# ARTÍCULO:

-=-=-

Lo sorprendente es que haya tardado tanto en aceptar lo evidente, a costa del derrumbe económico, la caída del crecimiento recién iniciado, la pérdida del superávit presupuestario primario, la escapada de 30.000 millones de depósitos bancarios. ¿Ha esperado tanto por cálculo negociador? ¿Por infundado temor a ceder en otras cuestiones menos sensibles? ¿Por aparecer ante sus talibanes como el que forcejea hasta el último segundo?

Quizás. Hay otra explicación más descarnada. Determinadas jubilaciones griegas (no todas), diseminadas hasta hace poco en más de 100 fondos de pensiones, consagraban situaciones de inequidad propias de las “rentas de situación” de David Ricardo: aquellas rentas diferenciales derivadas de la localización específica de un activo: de su proximidad geográfica o social a otras rentas superiores, de la casualidad, del azar-no-productivo.

La resistencia a las reformas de verdad (no a la mera depresión salarial, que es lo fácil, y lo más injusto) es mayor cuanto más consolidadas están esas rentas de situación. Y cuando mejor se adornan con la coartada de la justificación social (a veces, religiosa), algo siempre muy sensible para el progresismo y la ética.

Qué insidioso, pues en su mayoría se trata de meros corporativismos. Cuando los jubilados griegos apenas pospúberes se jactan de causa justa, se equiparan a los taxistas y farmacéuticos italianos que se resistían a las reformas liberalizadoras de Mario Monti (abrir ¡en domingo!); a los notarios y comerciantes franceses que denigran a Manuel Valls porque predica la libertad de establecimiento y mayor libertad horaria; a los colegios profesionales españoles que rehúyen la competencia.

El mal griego es mal nuestro. Es mal de otros muchos porque el corporativismo cerrado constituye la antesala de la autocracia (El corporativismo en España, M. P. Yruela y Salvador Giner, Ariel, 1988). Donde mandan los taxistas nunca imperan los Parlamentos.

-=-=-

[Registros extraídos de una colección]
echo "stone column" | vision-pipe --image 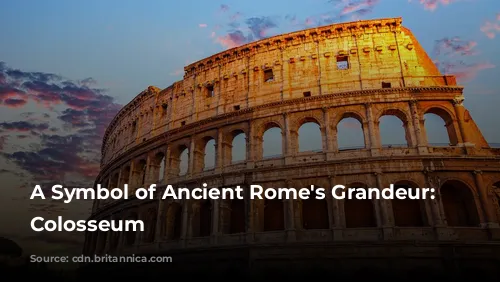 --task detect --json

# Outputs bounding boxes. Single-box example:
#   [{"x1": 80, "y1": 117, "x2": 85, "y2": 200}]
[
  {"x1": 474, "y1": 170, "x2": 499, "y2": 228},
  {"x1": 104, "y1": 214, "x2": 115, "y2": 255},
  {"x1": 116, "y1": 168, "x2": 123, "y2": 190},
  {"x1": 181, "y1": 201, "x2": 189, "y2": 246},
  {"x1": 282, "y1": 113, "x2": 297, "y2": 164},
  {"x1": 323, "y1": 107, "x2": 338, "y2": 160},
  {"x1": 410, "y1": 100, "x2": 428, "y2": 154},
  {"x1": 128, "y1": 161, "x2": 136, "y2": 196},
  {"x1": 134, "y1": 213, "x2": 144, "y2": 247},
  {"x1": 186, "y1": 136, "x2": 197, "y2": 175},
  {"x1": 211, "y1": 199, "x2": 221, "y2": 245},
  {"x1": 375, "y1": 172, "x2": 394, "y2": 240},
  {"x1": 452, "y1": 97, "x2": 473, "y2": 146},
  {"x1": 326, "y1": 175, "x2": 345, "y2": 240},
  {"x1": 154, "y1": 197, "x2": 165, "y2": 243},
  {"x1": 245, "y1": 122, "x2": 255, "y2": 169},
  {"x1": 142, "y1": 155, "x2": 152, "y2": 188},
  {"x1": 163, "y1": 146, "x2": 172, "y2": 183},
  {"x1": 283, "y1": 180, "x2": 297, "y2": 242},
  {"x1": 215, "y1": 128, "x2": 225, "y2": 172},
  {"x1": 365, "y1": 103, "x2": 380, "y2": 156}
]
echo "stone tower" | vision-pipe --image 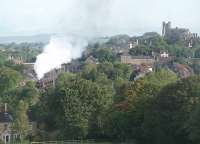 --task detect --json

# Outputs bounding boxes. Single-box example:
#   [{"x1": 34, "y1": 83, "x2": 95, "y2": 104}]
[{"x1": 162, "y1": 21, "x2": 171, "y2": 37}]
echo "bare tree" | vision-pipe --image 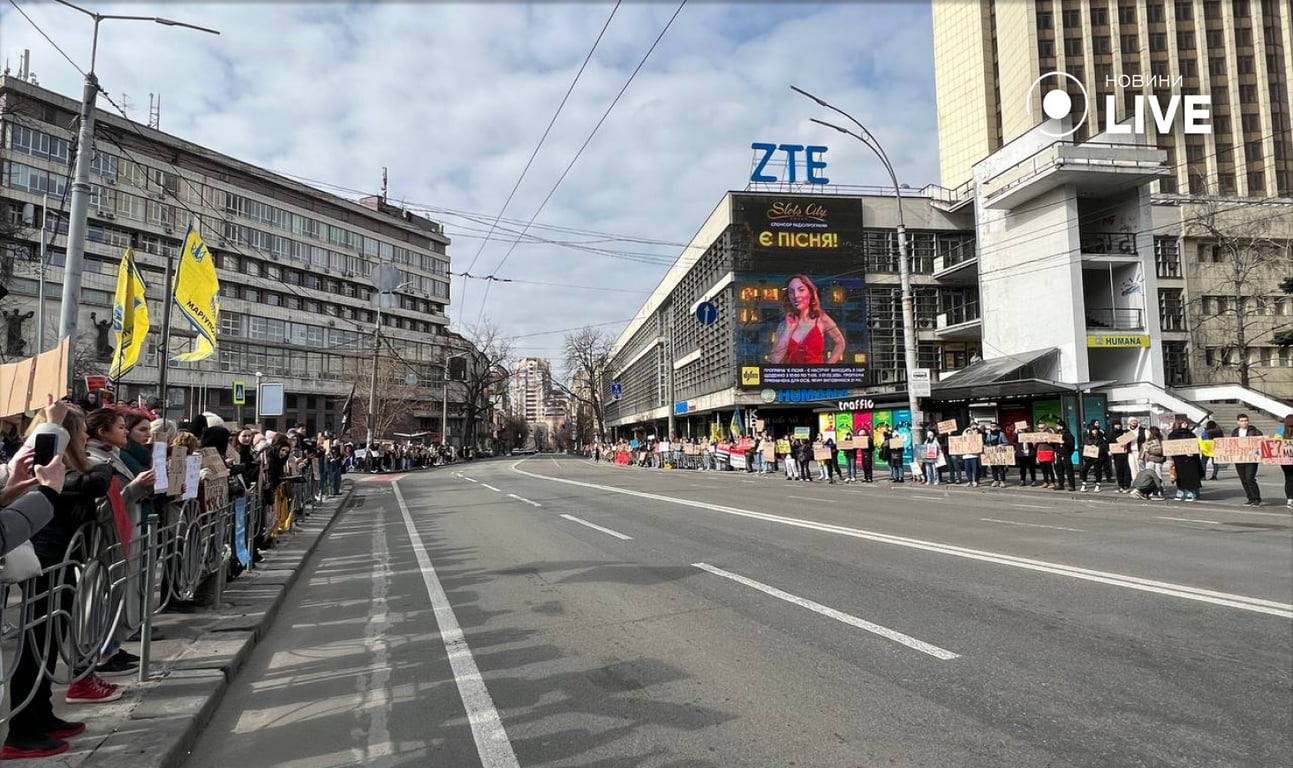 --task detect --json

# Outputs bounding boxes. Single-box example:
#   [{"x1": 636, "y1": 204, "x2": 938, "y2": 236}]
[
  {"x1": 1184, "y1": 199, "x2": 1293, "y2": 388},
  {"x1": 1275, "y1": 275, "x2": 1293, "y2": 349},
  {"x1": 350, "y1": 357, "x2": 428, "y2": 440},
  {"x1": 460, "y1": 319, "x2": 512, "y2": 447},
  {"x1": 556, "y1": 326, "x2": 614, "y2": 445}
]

-=-=-

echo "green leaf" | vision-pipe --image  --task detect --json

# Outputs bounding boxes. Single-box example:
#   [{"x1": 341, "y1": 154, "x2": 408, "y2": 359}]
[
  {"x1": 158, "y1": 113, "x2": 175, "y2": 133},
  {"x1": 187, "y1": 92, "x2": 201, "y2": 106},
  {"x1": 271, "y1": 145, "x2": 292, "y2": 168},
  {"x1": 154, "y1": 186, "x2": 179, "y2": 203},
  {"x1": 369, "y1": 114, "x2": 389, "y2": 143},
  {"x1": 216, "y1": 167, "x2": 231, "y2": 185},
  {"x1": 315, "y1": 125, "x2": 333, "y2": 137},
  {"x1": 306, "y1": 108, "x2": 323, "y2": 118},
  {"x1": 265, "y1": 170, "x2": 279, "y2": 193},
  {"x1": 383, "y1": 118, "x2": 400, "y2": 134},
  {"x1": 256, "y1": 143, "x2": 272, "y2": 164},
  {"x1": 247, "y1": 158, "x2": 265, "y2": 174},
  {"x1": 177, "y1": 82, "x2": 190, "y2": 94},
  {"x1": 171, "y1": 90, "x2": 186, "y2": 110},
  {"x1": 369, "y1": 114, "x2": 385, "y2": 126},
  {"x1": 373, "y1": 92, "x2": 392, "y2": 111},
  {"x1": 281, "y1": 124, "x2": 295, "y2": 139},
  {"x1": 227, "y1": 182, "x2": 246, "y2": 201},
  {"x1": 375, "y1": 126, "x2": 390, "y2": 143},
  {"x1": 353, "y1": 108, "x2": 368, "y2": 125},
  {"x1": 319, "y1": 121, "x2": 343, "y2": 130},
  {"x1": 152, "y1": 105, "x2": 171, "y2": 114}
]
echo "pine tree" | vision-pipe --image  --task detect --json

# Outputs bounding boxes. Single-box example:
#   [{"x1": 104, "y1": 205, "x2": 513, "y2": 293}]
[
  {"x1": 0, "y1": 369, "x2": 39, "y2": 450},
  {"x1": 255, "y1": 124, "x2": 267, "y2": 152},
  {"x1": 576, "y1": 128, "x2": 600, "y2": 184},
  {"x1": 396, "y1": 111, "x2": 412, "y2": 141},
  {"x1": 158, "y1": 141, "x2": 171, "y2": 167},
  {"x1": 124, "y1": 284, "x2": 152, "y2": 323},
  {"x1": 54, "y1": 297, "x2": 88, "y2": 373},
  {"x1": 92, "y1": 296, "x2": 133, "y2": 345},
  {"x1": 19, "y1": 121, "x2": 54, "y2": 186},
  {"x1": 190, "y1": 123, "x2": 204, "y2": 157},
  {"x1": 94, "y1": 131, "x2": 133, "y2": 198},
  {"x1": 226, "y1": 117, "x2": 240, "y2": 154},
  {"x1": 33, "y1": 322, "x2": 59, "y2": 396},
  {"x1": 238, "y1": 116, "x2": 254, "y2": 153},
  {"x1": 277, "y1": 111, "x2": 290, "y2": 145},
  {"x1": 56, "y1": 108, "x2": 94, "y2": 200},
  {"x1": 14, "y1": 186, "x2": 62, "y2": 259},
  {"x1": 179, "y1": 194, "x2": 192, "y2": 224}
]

-=-=-

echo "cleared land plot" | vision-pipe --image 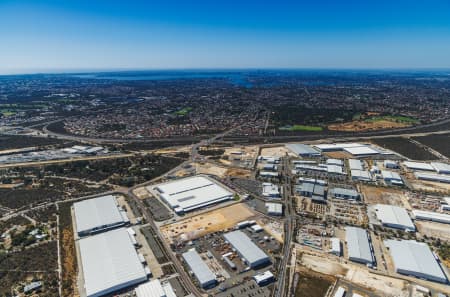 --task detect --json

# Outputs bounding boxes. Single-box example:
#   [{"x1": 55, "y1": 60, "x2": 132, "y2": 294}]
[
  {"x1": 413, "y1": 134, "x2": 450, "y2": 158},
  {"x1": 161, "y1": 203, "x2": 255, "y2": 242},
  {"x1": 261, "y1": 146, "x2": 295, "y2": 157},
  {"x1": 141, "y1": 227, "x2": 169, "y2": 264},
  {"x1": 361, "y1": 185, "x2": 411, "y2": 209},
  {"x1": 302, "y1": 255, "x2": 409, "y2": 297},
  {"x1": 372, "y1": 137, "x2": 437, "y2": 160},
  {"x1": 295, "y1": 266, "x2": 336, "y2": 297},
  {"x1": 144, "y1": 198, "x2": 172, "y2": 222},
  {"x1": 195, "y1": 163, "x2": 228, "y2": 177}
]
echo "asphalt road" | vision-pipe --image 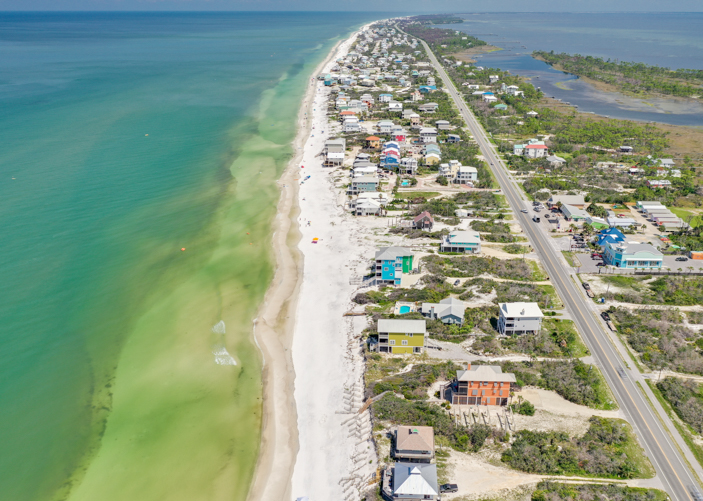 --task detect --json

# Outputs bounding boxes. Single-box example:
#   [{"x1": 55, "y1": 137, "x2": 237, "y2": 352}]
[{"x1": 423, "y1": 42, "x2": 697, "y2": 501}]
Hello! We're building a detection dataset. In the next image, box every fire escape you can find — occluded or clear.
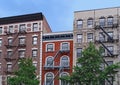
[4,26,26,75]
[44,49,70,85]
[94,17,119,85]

-=-=-

# TAREAS:
1. ¿En cuántos fondos de pensiones estaban diseminadas hasta hace poco determinadas jubilaciones griegas, según el artículo?
2. Resume el artículo en dos oraciones.

# SOLUCIONES:
1. En más de 100 fondos de pensiones.

2. El artículo señala que tardar tanto en aceptar lo evidente costó un derrumbe económico, la pérdida del superávit presupuestario primario y la fuga de 30.000 millones en depósitos bancarios. Como explicación, apunta a que ciertas jubilaciones griegas consagraban inequitativas "rentas de situación" que resisten las reformas, un corporativismo equiparable al de taxistas y farmacéuticos italianos, notarios y comerciantes franceses y colegios profesionales españoles, y concluye que el mal griego es también nuestro porque el corporativismo cerrado es la antesala de la autocracia.